Region pointing data:

Segment Open

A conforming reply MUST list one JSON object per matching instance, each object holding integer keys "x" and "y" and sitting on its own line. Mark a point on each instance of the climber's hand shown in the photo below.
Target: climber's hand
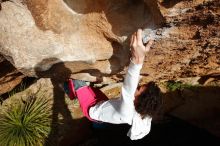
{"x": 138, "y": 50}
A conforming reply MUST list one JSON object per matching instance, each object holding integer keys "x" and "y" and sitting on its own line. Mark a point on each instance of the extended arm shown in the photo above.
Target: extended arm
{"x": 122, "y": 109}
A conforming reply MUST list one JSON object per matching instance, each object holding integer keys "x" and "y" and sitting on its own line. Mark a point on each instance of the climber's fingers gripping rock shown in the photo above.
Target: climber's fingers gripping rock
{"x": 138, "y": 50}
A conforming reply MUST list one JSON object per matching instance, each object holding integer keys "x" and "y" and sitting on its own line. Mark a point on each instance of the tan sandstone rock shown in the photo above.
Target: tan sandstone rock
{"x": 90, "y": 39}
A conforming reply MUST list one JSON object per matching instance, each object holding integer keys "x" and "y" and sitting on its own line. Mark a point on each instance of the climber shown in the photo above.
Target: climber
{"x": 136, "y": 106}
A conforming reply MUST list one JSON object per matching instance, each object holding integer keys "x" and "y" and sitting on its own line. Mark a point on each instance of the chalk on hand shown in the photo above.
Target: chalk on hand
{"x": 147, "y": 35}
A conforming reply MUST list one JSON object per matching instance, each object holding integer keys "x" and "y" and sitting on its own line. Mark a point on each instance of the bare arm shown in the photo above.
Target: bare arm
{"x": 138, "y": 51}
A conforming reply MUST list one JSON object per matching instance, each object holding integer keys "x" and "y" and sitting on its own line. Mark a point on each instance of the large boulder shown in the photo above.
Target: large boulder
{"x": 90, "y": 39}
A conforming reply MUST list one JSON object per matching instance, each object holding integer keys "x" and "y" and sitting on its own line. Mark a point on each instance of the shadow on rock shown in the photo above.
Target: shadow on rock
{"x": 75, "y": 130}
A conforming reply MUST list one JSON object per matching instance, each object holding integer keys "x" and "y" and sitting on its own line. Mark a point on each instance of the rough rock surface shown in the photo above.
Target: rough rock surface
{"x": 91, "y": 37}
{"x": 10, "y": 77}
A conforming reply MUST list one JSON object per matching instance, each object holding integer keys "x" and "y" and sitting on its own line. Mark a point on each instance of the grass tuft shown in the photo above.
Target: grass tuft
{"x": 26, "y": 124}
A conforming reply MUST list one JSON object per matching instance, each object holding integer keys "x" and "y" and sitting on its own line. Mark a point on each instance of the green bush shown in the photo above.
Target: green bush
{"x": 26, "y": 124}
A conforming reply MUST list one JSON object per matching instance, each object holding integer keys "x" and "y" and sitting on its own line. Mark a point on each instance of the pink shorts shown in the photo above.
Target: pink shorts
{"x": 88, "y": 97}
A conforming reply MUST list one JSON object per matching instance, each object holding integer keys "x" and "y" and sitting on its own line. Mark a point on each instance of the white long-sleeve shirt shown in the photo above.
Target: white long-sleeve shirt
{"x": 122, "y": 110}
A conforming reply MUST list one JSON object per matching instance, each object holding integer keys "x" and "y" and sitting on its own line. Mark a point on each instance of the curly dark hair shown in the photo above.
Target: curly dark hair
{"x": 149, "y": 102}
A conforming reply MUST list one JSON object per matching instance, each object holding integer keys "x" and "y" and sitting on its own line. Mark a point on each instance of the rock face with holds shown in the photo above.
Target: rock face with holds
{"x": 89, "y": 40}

Segment Closed
Segment Open

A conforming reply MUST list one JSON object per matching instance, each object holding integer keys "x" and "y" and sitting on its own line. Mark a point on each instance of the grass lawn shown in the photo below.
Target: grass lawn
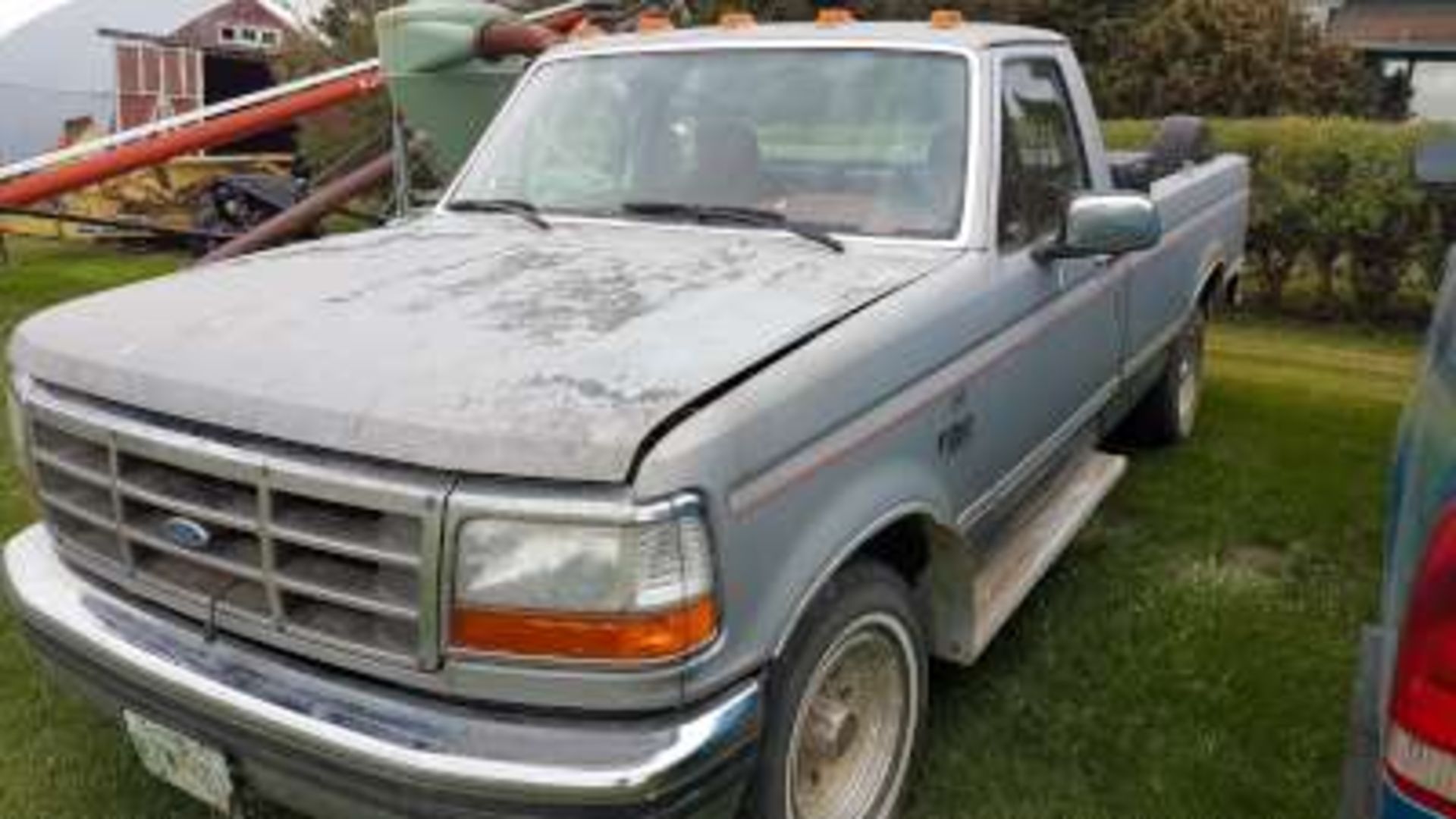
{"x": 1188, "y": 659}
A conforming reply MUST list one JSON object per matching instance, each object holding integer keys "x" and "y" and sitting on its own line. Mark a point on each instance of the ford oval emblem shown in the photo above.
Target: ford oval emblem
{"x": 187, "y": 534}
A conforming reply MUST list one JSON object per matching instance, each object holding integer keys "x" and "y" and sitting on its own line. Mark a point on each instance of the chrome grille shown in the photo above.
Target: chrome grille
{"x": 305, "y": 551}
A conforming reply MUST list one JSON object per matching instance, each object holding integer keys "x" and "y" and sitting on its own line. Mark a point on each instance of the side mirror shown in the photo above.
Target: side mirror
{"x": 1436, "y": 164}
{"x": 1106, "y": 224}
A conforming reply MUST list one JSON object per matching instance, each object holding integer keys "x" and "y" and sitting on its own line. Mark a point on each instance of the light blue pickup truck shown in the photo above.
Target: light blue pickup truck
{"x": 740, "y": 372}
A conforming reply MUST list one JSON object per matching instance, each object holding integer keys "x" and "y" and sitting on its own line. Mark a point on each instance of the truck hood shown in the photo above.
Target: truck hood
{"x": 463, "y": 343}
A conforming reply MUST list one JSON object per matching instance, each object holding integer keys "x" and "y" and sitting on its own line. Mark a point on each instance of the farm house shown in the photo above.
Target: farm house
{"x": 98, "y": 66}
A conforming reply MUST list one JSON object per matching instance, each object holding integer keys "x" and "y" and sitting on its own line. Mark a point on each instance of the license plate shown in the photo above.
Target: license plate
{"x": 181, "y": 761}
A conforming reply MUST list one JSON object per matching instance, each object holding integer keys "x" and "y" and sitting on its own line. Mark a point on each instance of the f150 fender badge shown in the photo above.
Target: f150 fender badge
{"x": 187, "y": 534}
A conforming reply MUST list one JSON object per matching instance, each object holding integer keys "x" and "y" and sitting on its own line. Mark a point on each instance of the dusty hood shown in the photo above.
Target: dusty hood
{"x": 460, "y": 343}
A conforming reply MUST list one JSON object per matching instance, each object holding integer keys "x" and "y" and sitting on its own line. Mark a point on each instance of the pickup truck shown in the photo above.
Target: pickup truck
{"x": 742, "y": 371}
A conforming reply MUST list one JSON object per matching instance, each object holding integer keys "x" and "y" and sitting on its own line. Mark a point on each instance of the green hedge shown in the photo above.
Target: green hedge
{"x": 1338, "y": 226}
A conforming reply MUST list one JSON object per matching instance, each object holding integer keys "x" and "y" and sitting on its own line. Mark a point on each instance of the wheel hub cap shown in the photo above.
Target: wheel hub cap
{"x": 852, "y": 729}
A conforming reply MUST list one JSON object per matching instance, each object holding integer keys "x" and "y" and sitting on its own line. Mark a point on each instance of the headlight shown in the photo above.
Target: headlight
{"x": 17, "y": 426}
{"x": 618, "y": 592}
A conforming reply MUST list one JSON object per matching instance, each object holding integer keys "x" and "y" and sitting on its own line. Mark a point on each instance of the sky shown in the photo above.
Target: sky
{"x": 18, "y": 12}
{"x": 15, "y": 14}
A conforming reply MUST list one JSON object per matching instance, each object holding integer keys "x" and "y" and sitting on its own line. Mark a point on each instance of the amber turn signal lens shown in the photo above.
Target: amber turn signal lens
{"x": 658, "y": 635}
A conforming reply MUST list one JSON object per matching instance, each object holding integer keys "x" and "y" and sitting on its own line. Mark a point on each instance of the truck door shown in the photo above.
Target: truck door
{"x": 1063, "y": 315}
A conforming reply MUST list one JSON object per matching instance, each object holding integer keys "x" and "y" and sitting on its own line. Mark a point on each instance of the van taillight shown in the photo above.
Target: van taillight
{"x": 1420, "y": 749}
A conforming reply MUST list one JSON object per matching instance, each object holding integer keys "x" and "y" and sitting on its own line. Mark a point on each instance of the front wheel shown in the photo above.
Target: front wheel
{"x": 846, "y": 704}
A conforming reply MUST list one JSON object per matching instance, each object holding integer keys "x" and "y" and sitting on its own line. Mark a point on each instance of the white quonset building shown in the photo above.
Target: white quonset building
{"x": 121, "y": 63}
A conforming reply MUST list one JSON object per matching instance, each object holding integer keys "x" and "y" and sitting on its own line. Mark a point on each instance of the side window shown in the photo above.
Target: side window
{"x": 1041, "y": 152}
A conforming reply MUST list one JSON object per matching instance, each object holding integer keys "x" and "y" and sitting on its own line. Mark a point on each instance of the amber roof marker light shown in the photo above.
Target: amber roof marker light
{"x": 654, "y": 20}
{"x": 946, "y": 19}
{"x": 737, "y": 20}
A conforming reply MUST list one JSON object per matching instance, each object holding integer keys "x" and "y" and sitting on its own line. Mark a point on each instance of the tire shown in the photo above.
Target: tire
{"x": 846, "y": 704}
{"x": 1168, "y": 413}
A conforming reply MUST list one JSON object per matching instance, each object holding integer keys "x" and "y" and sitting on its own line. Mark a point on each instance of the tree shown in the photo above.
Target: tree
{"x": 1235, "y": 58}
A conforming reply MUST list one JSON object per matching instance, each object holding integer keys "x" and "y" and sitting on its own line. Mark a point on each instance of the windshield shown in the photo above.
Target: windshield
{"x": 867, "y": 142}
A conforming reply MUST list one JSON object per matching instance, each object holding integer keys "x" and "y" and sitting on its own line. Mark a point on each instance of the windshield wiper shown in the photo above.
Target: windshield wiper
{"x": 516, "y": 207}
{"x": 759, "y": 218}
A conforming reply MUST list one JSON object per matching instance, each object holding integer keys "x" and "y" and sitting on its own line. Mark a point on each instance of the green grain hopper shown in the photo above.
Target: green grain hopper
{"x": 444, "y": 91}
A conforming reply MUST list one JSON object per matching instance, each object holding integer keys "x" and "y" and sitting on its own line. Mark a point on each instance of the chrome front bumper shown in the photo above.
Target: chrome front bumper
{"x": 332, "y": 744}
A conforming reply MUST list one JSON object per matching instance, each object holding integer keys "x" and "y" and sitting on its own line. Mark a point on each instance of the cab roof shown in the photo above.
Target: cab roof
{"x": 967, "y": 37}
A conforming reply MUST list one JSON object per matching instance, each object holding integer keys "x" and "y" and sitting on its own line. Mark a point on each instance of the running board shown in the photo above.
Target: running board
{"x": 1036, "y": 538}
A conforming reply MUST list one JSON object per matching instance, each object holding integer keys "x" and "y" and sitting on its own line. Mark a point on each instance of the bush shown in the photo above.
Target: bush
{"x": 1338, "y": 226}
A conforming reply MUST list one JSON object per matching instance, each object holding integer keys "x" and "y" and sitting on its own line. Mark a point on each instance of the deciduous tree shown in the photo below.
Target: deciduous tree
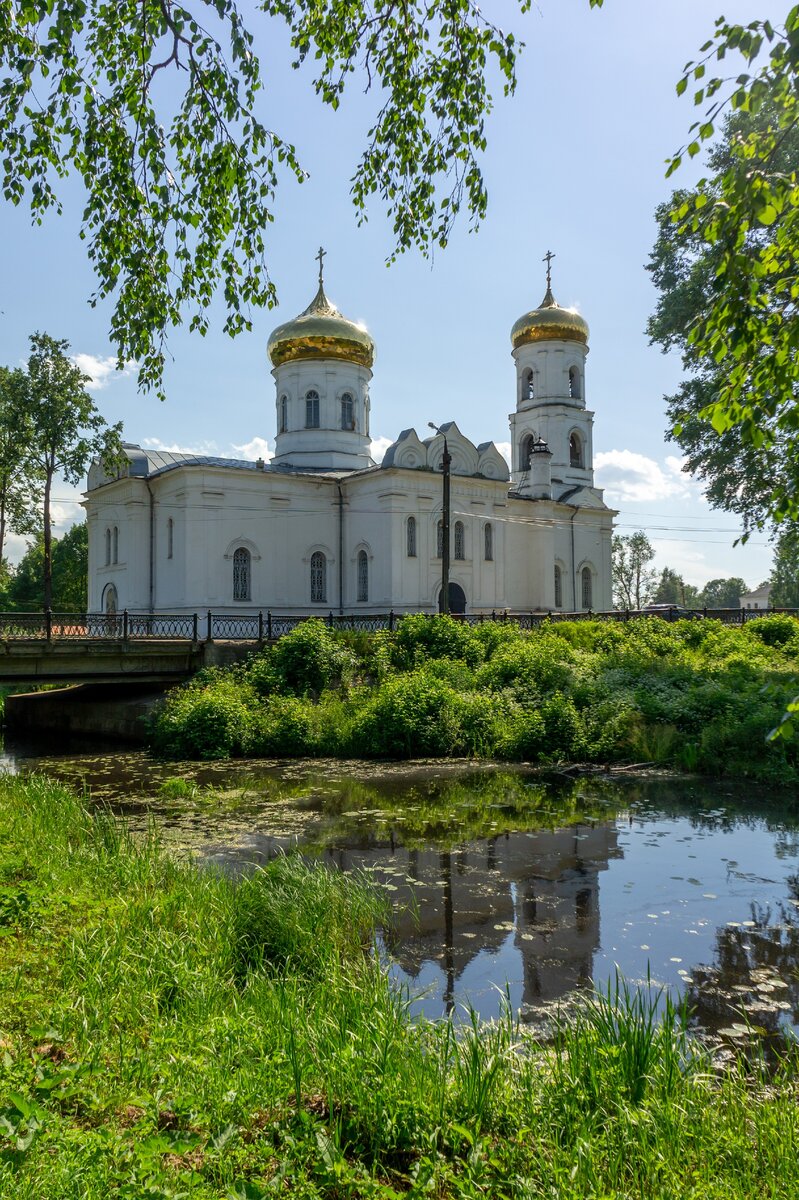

Segment Closed

● WORK REQUIRED
Copy out all lines from the records where the word "deciduous" appears.

● EXPECTED ANSWER
A conforming reply MUST list one JSON object per matching instance, each object holding integer keys "x" and "y" and sitting on its own line. Mark a point on each instance of the deciduous tree shown in the photo below.
Target: deciduous tree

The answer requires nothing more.